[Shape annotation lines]
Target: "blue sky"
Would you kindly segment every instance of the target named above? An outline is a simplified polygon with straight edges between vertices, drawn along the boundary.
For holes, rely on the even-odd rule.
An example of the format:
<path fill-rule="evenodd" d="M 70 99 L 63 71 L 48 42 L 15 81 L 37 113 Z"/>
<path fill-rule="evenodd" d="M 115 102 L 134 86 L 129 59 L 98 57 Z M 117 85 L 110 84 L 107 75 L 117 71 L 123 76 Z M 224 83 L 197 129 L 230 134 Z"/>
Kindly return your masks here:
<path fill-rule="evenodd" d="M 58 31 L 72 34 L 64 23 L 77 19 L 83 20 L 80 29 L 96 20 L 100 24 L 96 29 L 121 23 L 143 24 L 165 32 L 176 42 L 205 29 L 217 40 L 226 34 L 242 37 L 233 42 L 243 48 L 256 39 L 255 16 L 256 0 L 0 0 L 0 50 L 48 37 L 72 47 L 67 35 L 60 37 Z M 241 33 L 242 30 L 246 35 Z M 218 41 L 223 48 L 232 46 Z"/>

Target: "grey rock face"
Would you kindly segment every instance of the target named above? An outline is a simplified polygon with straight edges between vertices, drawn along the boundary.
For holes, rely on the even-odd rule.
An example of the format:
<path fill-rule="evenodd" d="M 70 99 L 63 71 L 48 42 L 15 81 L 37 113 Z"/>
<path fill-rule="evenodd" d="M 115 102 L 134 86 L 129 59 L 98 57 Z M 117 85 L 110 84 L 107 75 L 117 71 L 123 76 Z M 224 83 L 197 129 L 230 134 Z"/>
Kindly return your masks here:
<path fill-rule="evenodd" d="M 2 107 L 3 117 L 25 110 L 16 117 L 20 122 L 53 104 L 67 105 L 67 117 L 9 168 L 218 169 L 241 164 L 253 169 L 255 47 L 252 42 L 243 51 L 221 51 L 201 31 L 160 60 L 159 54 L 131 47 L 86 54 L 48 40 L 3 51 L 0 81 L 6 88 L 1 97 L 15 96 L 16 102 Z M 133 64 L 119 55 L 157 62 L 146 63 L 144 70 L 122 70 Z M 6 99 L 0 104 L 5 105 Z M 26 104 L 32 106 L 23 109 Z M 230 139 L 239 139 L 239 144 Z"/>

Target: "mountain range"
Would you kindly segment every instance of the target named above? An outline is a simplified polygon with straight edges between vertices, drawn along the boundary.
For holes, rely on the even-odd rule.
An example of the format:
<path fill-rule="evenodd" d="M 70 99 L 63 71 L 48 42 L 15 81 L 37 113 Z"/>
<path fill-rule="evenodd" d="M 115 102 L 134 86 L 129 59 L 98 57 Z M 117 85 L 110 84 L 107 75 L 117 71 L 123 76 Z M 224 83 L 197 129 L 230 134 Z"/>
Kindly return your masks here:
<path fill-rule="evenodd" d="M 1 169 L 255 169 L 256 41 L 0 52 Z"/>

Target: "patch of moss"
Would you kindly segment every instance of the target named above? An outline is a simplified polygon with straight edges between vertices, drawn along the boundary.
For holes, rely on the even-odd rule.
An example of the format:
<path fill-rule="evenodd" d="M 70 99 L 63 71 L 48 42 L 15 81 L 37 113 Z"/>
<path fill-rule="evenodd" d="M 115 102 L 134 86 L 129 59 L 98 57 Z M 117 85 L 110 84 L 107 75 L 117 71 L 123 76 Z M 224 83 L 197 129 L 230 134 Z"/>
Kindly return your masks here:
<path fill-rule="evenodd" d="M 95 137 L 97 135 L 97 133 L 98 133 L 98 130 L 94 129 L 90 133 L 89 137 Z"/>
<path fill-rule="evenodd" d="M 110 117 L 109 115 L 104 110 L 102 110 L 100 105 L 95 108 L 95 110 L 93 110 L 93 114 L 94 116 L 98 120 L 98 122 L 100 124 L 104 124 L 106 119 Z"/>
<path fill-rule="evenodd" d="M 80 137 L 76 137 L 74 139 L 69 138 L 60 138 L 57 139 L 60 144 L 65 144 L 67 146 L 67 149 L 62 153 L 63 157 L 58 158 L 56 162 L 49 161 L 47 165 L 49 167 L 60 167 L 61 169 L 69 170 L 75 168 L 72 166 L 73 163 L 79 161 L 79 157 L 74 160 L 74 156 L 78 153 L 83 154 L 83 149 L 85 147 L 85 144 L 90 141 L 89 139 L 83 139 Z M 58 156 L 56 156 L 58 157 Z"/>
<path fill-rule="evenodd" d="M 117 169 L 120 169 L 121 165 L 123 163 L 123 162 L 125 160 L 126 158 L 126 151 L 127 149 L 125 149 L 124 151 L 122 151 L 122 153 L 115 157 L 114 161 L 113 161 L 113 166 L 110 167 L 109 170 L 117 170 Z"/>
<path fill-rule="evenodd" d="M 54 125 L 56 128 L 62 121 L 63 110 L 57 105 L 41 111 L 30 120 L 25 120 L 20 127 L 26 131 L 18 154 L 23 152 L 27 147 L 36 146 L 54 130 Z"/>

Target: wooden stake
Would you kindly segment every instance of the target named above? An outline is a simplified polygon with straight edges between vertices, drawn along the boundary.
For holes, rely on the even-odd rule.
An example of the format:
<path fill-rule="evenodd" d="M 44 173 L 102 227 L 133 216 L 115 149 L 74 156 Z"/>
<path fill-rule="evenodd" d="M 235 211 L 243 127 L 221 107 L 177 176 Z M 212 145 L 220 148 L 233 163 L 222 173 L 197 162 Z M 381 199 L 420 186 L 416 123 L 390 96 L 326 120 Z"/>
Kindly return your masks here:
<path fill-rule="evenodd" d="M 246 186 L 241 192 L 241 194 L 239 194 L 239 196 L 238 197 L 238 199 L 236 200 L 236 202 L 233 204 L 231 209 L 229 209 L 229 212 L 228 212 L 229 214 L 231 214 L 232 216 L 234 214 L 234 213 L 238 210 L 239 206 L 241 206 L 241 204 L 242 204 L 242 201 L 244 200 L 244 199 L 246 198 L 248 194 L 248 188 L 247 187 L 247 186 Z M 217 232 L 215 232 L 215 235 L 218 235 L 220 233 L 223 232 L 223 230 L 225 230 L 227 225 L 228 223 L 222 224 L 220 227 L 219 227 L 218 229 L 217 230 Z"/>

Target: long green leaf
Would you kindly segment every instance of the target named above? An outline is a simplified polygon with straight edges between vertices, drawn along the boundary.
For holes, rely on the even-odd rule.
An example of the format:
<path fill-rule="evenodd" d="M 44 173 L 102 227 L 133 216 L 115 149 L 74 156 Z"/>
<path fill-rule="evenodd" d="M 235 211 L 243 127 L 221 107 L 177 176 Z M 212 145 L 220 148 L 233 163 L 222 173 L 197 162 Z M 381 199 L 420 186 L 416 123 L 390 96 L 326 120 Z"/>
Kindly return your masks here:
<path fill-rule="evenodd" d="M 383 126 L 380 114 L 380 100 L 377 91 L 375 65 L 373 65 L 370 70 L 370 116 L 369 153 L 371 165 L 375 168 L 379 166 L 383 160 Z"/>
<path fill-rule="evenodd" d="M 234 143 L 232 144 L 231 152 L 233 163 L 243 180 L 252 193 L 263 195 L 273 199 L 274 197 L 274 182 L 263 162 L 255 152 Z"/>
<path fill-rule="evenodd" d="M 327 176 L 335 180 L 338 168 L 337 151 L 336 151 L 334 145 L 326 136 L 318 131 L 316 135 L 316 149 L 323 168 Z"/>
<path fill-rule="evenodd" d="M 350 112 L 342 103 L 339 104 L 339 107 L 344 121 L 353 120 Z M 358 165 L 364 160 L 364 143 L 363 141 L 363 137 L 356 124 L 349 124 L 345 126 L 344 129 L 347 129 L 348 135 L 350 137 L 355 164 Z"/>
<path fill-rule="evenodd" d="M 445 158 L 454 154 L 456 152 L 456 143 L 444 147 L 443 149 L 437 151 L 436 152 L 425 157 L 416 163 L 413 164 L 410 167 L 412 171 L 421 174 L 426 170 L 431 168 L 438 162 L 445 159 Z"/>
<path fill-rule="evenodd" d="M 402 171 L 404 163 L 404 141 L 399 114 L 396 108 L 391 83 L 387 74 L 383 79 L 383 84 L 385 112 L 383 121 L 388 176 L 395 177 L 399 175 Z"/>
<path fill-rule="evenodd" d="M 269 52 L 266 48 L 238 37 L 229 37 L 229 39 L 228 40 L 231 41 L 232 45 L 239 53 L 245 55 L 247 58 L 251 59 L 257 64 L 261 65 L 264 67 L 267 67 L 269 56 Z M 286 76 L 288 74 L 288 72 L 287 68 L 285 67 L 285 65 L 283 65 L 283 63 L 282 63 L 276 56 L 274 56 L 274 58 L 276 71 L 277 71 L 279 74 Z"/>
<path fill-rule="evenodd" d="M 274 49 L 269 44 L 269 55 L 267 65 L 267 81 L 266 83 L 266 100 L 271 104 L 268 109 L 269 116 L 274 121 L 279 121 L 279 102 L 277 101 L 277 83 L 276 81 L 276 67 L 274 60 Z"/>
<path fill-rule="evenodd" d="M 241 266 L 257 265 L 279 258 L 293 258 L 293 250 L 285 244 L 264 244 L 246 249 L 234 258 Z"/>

### REQUIRED WORK
Put the lines from the very first one through the line that contains "96 20 L 100" into a JSON list of strings, one string per line, with blank lines left out. Include both of those end lines.

### CORRECT RESULT
[
  "Target: \"blue sky\"",
  "Would you kindly segment every instance of the target named above? An outline is a simplified polygon with straight edges between vertices, drawn along the boundary.",
  "For holes, rely on the even-odd rule.",
  "An example of the format:",
  "<path fill-rule=\"evenodd\" d=\"M 70 99 L 63 71 L 48 42 L 15 81 L 37 113 Z\"/>",
  "<path fill-rule=\"evenodd\" d=\"M 115 102 L 134 86 L 129 59 L 98 57 Z M 117 85 L 110 84 L 107 75 L 117 71 L 123 76 Z M 224 83 L 197 129 L 230 134 Z\"/>",
  "Kindly return your masks here:",
  "<path fill-rule=\"evenodd\" d=\"M 58 31 L 72 34 L 64 23 L 77 19 L 83 20 L 80 29 L 96 20 L 100 24 L 96 29 L 121 23 L 143 24 L 165 32 L 176 42 L 205 29 L 217 40 L 226 34 L 242 37 L 233 42 L 243 48 L 256 39 L 255 16 L 256 0 L 0 0 L 0 50 L 48 37 L 72 47 L 67 35 L 60 37 Z M 241 33 L 242 30 L 246 35 Z M 218 41 L 223 48 L 232 46 Z\"/>"
]